### REQUEST:
Repeat every line of the data below word for word, but leave out the pictures.

[Dataset rows]
——————————
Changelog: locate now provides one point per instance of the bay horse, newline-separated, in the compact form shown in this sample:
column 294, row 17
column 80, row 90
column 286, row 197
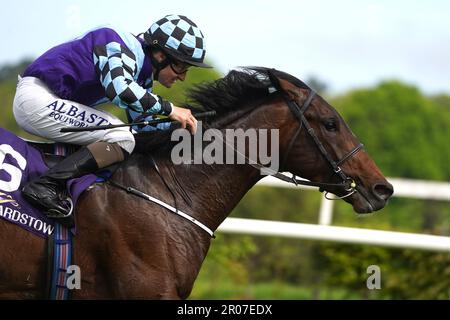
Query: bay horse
column 129, row 248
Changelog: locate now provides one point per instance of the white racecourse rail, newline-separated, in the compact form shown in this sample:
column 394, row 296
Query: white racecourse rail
column 403, row 188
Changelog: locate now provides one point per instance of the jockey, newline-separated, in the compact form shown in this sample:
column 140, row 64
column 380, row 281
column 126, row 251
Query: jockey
column 62, row 88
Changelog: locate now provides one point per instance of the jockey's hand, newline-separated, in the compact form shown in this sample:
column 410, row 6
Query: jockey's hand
column 185, row 117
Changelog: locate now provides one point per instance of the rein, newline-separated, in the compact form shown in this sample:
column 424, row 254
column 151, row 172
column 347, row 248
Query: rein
column 347, row 184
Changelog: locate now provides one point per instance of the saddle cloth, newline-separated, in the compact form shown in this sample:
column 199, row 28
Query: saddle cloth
column 20, row 163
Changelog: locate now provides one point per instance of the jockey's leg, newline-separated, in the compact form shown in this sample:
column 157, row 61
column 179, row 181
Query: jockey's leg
column 46, row 191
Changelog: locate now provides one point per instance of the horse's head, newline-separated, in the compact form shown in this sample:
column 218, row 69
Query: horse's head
column 316, row 144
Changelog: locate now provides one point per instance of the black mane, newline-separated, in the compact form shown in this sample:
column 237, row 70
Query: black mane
column 246, row 87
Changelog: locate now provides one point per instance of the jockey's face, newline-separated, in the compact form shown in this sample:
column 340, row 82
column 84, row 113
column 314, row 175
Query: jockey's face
column 171, row 73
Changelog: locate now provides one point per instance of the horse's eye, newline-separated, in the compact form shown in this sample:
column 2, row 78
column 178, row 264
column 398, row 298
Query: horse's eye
column 330, row 125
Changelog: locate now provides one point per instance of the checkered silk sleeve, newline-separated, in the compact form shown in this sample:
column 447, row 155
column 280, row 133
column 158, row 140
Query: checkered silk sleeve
column 117, row 69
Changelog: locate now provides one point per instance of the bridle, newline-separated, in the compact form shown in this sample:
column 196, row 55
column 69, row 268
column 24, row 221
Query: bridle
column 348, row 184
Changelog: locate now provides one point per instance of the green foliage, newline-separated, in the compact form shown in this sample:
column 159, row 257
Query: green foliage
column 405, row 132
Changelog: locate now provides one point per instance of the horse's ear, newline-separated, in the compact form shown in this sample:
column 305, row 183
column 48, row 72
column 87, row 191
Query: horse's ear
column 289, row 89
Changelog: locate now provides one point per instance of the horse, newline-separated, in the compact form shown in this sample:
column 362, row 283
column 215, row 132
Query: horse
column 130, row 248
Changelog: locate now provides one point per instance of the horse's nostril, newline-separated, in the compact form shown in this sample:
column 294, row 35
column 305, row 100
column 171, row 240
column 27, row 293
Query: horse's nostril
column 383, row 190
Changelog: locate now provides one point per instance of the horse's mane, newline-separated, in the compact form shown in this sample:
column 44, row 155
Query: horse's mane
column 249, row 86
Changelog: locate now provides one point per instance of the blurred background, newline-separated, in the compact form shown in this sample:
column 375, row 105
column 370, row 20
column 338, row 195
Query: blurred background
column 384, row 65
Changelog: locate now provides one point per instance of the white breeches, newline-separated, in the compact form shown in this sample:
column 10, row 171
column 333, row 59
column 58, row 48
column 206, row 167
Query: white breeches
column 40, row 112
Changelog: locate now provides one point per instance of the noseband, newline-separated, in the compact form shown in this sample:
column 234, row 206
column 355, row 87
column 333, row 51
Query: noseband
column 348, row 184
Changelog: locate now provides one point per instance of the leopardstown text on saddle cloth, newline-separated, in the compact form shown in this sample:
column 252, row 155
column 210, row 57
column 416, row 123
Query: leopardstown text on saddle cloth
column 227, row 146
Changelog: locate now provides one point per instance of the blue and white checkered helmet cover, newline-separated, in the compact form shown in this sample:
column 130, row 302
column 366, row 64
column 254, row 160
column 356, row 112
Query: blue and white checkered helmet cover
column 180, row 37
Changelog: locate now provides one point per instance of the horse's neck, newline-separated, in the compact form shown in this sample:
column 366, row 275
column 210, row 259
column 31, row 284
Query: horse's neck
column 214, row 190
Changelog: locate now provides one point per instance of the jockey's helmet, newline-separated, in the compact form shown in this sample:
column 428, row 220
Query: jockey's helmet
column 178, row 37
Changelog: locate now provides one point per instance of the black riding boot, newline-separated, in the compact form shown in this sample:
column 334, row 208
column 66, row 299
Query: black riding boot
column 47, row 191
——————————
### RESPONSE TO THE EXERCISE:
Changelog: locate now provides one point per instance of the bay horse, newline-separated, in the compact form shown in this sample:
column 294, row 17
column 80, row 90
column 286, row 197
Query: bay horse
column 129, row 248
Changelog: locate now provides one point per instance of the white racecourse rail, newline-separated, in the compact form shown in this sample:
column 394, row 296
Query: white racecourse rail
column 403, row 188
Changelog: locate now provides one point per instance of the jockey, newline-separated, in the compact form shown in this sample:
column 140, row 64
column 380, row 281
column 126, row 251
Query: jockey
column 62, row 88
Changelog: locate now provides one point per instance of the jockey's hand, newline-separated, in the compact form shown in this sample:
column 410, row 6
Query: jockey's hand
column 185, row 117
Changelog: locate now provides one point per instance of the rein, newline-separated, in the compact form shown in this sample:
column 424, row 254
column 151, row 172
column 347, row 248
Query: rein
column 347, row 184
Changelog: locate now provides one point per instance of the saddle cloth, newline-separated, in the compact form shown in this sample:
column 199, row 28
Query: saddle cloth
column 20, row 163
Changelog: locate now provides one point per instance of the jockey's leg, newline-separated, in the compact form shown in this sample:
column 157, row 61
column 179, row 181
Query: jockey's leg
column 46, row 191
Changelog: locate now provides one point per instance of the horse's head, newline-separated, in the compact form shown in this sample:
column 218, row 69
Query: horse's head
column 316, row 144
Changelog: locate now provides one point per instance of the black mane, newline-separated, in the compact form shown in this sample:
column 237, row 70
Query: black mane
column 246, row 87
Changelog: locate now provides one point per instance of the jockey's face, newline-separated, in the compact form shown in this sample:
column 340, row 82
column 84, row 113
column 314, row 175
Query: jockey's face
column 171, row 73
Changelog: locate now provides one point per instance of the horse's eye, newline-separated, in the compact form shown in this sample:
column 2, row 78
column 178, row 264
column 398, row 298
Query: horse's eye
column 330, row 125
Changelog: locate now provides one point per instance of the checkered silk sleeve, newline-separated, in the compact form shown in this sample:
column 447, row 155
column 280, row 133
column 158, row 140
Query: checkered silk sleeve
column 117, row 69
Changelog: locate now provides one point per instance of the bridle, newline-separated, in the compact form shown in this sample:
column 196, row 55
column 69, row 268
column 24, row 221
Query: bridle
column 348, row 184
Changelog: locate now provides one point per instance of the green foliage, newline-separated, in the compact form shown in this sample:
column 159, row 257
Query: green foliage
column 405, row 132
Changelog: locate now provides one point per instance of the horse's ear, newline-separated, in the compact form shown in this sample:
column 305, row 183
column 48, row 72
column 87, row 191
Query: horse's ear
column 289, row 89
Changelog: locate now provides one point per instance of the horse, newline-separated, in the compact form shown in this sample:
column 362, row 283
column 215, row 132
Query: horse
column 130, row 248
Changelog: locate now provides one point per instance of the horse's nostril, newline-separated, in the compact form shown in this sample:
column 294, row 35
column 305, row 100
column 171, row 240
column 27, row 293
Query: horse's nostril
column 383, row 190
Changelog: locate now provides one point per instance of the horse's mane, newline-separated, in the compact form shown in this sample:
column 44, row 155
Query: horse's mane
column 249, row 86
Changelog: locate now provides one point per instance of the blurred background, newline-separated, in the compact form shown in this sample:
column 375, row 105
column 370, row 20
column 338, row 195
Query: blurred background
column 384, row 65
Changelog: locate now provides one point per instance of the white breeches, newline-separated, in the compact form shown in this sample:
column 10, row 171
column 333, row 59
column 58, row 48
column 206, row 167
Query: white breeches
column 40, row 112
Changelog: locate now provides one point per instance of the noseband, newline-separated, in the compact form shown in this sample:
column 234, row 206
column 355, row 87
column 333, row 51
Query: noseband
column 348, row 184
Changelog: locate now provides one point per instance of the leopardstown text on saddle cloth, newline-separated, in the compact form shown in this sample:
column 252, row 155
column 210, row 57
column 416, row 123
Query: leopardstown text on saddle cloth
column 227, row 146
Changelog: locate now provides one point per instance of the blue and white checkered helmet cover, newline-separated, in the compact form shown in this sample:
column 130, row 302
column 366, row 64
column 254, row 160
column 356, row 112
Query: blue and white checkered helmet cover
column 180, row 37
Changelog: locate now provides one point per instance of the horse's neck, newline-separated, in the compact form shown in this sample:
column 366, row 275
column 210, row 259
column 31, row 284
Query: horse's neck
column 214, row 190
Changelog: locate now provides one point per instance of the jockey's helmet, newline-separated, in the compact form shown in this sample:
column 428, row 220
Query: jockey's helmet
column 178, row 37
Changelog: locate now provides one point per instance of the black riding boot, newline-separated, in the compact form shown in this sample:
column 334, row 208
column 66, row 299
Query: black riding boot
column 47, row 191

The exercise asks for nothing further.